# TASK
Set down exactly the lines from the one containing "Keypoint placement: for each instance of the bridge railing, put" through the end of the records below, both included, and nothing else.

Data records
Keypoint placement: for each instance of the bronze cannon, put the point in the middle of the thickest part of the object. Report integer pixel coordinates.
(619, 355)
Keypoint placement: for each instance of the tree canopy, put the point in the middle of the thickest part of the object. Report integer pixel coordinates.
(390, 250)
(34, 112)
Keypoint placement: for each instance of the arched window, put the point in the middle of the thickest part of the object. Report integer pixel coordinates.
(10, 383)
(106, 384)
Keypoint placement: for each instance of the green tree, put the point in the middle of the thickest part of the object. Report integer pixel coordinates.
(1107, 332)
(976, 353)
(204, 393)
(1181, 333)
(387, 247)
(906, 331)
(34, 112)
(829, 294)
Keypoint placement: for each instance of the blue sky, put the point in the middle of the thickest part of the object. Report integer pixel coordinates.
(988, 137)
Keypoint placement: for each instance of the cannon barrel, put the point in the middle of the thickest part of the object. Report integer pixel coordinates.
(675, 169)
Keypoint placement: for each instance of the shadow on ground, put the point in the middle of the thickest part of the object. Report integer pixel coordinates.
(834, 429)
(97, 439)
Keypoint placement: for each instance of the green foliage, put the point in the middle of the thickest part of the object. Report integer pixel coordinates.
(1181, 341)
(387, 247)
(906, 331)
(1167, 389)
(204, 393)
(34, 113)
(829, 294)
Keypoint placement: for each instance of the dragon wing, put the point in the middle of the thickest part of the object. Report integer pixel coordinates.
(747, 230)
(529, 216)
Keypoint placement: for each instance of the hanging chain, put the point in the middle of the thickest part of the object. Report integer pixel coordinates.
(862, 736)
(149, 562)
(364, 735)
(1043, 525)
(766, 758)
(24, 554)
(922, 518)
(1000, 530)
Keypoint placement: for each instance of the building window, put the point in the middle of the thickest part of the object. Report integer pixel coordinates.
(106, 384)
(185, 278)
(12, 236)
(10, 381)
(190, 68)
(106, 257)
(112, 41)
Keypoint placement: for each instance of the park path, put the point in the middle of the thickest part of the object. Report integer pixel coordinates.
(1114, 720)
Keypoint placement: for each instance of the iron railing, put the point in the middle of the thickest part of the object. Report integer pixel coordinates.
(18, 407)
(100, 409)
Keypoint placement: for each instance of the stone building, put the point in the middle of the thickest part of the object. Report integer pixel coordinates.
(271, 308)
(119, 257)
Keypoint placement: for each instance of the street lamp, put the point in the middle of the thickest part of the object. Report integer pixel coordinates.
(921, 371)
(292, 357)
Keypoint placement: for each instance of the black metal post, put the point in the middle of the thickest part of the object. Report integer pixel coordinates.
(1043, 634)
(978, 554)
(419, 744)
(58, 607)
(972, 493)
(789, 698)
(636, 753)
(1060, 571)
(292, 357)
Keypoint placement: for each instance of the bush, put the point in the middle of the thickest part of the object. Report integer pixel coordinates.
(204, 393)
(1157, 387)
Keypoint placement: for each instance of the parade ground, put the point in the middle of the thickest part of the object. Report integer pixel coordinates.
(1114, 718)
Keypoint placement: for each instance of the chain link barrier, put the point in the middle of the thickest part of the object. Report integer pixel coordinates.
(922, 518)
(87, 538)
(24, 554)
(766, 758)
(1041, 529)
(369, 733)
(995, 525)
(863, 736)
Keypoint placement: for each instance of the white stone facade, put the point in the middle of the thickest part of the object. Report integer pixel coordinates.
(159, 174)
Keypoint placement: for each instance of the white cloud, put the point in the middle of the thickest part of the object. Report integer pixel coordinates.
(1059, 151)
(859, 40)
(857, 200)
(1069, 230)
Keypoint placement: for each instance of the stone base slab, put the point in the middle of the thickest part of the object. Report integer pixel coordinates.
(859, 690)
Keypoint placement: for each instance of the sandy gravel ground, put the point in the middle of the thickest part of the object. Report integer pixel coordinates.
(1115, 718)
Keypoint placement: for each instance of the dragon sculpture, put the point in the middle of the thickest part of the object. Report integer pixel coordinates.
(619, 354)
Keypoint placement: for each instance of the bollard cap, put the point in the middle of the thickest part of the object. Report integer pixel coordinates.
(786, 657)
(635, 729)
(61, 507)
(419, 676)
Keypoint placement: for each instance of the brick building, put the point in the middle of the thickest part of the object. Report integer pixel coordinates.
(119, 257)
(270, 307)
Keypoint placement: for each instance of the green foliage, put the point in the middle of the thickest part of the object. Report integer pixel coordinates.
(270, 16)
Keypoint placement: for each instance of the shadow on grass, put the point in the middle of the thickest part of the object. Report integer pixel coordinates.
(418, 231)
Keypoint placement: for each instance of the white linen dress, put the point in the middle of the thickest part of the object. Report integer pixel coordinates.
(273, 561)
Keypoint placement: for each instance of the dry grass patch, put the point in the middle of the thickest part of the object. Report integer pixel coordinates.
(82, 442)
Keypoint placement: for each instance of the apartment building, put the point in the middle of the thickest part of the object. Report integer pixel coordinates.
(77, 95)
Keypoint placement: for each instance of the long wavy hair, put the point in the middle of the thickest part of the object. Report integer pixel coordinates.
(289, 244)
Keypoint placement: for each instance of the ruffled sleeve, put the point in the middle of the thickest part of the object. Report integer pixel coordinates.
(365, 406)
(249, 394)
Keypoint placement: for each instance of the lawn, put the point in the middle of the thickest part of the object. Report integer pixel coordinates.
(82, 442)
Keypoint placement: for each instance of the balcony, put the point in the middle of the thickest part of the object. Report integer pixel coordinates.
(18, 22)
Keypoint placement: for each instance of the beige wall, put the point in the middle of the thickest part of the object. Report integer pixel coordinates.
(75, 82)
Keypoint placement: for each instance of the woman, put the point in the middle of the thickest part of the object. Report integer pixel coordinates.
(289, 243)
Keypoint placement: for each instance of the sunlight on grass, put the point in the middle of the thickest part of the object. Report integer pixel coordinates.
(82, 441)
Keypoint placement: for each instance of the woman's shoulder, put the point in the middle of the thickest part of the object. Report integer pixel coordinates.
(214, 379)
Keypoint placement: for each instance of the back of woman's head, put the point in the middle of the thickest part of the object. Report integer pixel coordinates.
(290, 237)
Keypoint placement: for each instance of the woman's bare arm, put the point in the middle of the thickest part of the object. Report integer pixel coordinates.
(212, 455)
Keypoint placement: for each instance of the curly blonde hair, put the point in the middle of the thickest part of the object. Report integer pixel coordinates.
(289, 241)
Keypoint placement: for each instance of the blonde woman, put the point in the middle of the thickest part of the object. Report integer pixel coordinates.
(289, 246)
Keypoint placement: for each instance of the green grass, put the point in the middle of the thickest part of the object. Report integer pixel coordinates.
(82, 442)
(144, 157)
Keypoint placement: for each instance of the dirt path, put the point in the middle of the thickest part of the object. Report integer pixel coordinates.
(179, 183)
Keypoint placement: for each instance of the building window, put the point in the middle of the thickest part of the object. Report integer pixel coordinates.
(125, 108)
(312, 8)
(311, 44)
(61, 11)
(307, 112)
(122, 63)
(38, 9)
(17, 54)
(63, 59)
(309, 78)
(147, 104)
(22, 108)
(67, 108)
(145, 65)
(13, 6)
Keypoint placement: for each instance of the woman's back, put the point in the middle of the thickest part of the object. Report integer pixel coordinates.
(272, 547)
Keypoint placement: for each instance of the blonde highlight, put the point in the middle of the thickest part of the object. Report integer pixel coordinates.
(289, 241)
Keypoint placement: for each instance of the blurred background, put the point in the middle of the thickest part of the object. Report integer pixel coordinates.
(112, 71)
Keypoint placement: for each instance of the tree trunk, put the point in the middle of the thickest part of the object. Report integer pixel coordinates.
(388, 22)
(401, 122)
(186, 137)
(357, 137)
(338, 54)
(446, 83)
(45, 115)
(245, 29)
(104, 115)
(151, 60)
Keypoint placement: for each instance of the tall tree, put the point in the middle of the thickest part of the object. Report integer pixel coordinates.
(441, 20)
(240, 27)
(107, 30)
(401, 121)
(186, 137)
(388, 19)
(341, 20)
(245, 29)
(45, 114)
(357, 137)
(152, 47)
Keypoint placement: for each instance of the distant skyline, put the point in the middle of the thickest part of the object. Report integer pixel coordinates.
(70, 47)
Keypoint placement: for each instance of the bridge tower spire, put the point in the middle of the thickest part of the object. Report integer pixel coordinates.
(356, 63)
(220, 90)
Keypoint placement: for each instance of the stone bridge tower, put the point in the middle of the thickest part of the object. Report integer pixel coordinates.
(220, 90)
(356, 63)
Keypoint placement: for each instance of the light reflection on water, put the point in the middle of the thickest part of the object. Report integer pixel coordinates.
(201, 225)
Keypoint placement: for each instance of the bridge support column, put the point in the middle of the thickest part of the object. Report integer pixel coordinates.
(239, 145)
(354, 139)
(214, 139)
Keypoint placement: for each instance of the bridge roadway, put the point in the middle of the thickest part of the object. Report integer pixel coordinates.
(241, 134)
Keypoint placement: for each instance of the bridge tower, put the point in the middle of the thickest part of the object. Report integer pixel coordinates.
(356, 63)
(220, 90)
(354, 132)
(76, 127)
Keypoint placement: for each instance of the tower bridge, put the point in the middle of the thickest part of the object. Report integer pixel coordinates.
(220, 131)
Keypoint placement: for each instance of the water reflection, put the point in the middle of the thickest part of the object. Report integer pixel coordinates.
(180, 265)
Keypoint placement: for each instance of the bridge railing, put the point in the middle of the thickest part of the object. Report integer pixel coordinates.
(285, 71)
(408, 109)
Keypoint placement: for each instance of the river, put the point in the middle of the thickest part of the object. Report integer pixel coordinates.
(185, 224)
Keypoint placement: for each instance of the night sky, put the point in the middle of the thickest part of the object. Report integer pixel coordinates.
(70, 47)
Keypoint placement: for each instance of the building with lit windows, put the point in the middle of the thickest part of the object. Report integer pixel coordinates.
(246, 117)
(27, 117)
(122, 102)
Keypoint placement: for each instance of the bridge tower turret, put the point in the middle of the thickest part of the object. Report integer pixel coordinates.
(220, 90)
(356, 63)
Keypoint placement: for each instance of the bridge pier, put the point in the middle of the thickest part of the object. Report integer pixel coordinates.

# OUTPUT FOR THIS TASK
Keypoint placement: for each instance of the bridge railing, put the point in the middle of the thickest part of the object. Report integer pixel coordinates.
(285, 71)
(408, 109)
Keypoint placement: for each instance of the river, put the point in the middle of the thickest part of the object. Report integer pixel coordinates.
(185, 224)
Keypoint placement: for each instance of the night sky, put the point in the middle of the thickest part of the object. Report integer pixel coordinates.
(70, 47)
Keypoint placement: for each instance of the building with lit windows, put the point in the middle of the thickest part of the object. Report integer pixel coordinates.
(246, 117)
(27, 117)
(122, 102)
Keypoint placement: for each instance of the bridge tower turret, put the point in the middle of the thickest part of the object. Report integer pixel coordinates.
(220, 90)
(356, 63)
Keypoint placement: for each instance of the bridge pier, put the point in the middle of the thickest part of the object. Report integer pixel coordinates.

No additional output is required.